◆ Problem details
Could you copy every line in the listing below that has the word "white"?

::: Records to process :::

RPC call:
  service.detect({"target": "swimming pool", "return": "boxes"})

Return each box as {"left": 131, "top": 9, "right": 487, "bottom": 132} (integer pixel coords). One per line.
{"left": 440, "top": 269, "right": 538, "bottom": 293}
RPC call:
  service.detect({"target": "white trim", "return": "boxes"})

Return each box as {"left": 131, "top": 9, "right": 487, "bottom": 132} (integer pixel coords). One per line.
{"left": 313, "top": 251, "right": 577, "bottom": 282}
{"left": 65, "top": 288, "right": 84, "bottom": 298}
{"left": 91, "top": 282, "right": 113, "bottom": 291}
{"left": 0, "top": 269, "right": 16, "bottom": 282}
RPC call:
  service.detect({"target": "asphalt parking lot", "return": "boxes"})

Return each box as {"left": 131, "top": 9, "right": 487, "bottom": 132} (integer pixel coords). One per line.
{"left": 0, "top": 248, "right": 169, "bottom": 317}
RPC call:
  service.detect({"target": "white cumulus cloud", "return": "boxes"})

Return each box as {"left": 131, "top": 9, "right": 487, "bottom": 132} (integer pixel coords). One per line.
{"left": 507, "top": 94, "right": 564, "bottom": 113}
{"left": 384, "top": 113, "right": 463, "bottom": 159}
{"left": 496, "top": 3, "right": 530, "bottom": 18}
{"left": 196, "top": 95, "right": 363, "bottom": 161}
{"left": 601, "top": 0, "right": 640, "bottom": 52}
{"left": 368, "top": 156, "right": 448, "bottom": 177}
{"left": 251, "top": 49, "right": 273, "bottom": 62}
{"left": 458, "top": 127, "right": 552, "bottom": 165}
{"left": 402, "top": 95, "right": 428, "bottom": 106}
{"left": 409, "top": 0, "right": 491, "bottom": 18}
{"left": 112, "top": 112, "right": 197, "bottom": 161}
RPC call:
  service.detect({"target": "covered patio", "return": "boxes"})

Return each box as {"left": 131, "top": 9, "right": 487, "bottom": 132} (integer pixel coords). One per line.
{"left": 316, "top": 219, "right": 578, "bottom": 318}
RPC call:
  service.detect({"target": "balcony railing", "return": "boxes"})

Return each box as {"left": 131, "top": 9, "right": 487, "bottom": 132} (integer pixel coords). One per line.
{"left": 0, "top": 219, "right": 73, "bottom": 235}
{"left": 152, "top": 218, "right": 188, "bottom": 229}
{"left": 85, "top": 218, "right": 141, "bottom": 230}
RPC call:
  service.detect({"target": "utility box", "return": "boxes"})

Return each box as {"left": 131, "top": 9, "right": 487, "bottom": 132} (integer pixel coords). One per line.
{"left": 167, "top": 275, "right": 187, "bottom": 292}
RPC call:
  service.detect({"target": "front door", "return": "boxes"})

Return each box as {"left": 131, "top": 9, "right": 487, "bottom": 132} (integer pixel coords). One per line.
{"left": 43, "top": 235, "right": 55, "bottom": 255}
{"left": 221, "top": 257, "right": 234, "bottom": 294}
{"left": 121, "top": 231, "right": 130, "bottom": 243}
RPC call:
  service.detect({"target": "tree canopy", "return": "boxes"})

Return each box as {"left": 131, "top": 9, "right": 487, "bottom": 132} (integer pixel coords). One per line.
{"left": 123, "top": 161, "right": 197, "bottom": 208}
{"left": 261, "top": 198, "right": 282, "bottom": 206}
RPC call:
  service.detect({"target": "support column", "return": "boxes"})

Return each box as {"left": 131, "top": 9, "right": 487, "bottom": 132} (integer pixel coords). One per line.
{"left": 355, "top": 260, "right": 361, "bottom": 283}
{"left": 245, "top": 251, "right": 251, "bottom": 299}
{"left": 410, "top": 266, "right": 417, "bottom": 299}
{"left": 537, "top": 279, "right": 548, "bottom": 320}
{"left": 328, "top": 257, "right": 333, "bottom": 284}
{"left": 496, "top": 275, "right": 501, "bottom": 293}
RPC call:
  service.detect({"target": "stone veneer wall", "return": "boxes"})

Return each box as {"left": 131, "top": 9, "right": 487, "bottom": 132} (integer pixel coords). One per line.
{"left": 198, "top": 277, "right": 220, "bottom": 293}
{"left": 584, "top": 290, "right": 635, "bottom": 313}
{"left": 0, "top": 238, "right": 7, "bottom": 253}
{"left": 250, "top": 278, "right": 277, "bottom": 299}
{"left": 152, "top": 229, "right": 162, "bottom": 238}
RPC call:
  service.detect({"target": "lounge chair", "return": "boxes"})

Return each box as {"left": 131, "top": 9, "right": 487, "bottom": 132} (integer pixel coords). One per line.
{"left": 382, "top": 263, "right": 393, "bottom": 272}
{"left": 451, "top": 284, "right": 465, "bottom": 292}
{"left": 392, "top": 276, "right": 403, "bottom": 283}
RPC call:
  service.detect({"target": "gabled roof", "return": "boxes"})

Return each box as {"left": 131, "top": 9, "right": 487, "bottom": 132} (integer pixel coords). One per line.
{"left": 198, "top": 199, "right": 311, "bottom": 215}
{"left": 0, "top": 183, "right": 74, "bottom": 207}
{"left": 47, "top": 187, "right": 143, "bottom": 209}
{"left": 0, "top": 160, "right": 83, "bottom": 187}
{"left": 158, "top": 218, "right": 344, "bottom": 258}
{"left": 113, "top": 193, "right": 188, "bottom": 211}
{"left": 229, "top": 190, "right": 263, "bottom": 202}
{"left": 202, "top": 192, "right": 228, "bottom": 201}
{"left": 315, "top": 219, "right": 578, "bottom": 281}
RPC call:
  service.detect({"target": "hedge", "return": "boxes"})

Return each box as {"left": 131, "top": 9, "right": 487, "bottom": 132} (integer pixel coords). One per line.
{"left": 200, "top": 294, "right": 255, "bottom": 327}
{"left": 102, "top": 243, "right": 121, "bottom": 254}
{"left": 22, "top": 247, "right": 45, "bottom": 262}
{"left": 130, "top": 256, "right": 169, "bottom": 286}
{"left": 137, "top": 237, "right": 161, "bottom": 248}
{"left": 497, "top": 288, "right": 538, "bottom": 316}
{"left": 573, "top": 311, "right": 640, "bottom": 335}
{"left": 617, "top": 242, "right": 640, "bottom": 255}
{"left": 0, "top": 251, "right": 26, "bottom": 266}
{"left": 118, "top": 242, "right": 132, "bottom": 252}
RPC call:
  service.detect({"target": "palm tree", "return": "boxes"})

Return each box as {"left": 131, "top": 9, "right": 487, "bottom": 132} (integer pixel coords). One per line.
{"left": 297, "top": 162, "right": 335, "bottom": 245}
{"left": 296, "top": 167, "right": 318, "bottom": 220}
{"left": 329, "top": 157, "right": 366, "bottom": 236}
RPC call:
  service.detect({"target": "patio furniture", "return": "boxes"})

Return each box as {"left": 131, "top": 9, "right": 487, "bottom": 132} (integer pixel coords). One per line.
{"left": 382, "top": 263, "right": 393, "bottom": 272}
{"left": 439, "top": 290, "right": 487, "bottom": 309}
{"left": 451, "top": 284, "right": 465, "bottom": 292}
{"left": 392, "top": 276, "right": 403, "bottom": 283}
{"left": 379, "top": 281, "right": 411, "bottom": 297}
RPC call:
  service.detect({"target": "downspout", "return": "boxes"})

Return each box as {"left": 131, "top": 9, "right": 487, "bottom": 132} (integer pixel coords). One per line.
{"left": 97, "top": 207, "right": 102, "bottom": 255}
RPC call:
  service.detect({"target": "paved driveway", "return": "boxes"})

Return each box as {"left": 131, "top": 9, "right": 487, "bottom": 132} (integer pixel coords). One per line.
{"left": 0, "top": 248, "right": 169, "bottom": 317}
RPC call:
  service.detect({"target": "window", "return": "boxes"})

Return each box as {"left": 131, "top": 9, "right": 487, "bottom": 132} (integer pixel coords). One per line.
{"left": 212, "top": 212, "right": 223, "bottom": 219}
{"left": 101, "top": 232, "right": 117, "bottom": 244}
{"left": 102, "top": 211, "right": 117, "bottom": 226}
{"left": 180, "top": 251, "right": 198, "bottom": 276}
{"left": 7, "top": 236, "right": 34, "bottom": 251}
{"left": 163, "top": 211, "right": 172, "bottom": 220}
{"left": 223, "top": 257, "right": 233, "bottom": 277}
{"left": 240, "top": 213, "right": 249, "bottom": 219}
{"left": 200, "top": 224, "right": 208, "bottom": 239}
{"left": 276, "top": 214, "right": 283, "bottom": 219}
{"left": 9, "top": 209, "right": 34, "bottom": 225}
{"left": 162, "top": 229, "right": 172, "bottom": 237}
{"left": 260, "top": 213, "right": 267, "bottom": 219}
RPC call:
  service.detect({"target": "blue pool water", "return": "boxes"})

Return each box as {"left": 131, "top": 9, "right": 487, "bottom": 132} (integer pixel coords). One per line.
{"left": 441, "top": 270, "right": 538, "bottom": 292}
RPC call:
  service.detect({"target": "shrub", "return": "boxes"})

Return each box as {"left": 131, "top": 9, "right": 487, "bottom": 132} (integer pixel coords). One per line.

:::

◆ Solution for this problem
  service.detect({"target": "white trim", "return": "boxes"})
  service.detect({"target": "white cumulus cloud", "return": "boxes"})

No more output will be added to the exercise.